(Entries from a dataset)

..........

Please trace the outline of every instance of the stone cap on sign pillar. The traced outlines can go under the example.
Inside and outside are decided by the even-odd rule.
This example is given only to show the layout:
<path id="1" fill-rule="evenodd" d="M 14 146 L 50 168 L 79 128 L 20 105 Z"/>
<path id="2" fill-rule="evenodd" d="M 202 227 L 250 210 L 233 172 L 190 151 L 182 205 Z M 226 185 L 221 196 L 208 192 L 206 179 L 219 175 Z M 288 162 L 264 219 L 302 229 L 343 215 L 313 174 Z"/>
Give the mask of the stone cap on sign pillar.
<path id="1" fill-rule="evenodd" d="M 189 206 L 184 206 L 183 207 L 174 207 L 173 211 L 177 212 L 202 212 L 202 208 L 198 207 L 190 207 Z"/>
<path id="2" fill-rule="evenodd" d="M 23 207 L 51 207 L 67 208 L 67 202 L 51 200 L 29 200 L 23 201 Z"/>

..........

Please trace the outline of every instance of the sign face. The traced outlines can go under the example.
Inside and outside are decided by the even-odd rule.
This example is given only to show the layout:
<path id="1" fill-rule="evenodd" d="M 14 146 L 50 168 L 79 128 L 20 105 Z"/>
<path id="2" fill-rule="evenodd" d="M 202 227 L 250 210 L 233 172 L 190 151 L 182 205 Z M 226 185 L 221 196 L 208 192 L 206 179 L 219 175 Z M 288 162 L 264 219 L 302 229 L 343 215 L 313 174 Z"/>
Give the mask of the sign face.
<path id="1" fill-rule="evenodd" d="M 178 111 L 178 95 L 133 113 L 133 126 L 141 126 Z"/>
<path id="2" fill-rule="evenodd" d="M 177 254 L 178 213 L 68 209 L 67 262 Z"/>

..........

→ STATED EXERCISE
Which lines above contain the word "face"? Find every one, matching case exactly, and copy each in full.

→ COMPLETED TASK
Please trace the outline of every instance of the sign face. The traced outlines can go under the example.
Give the mask of the sign face.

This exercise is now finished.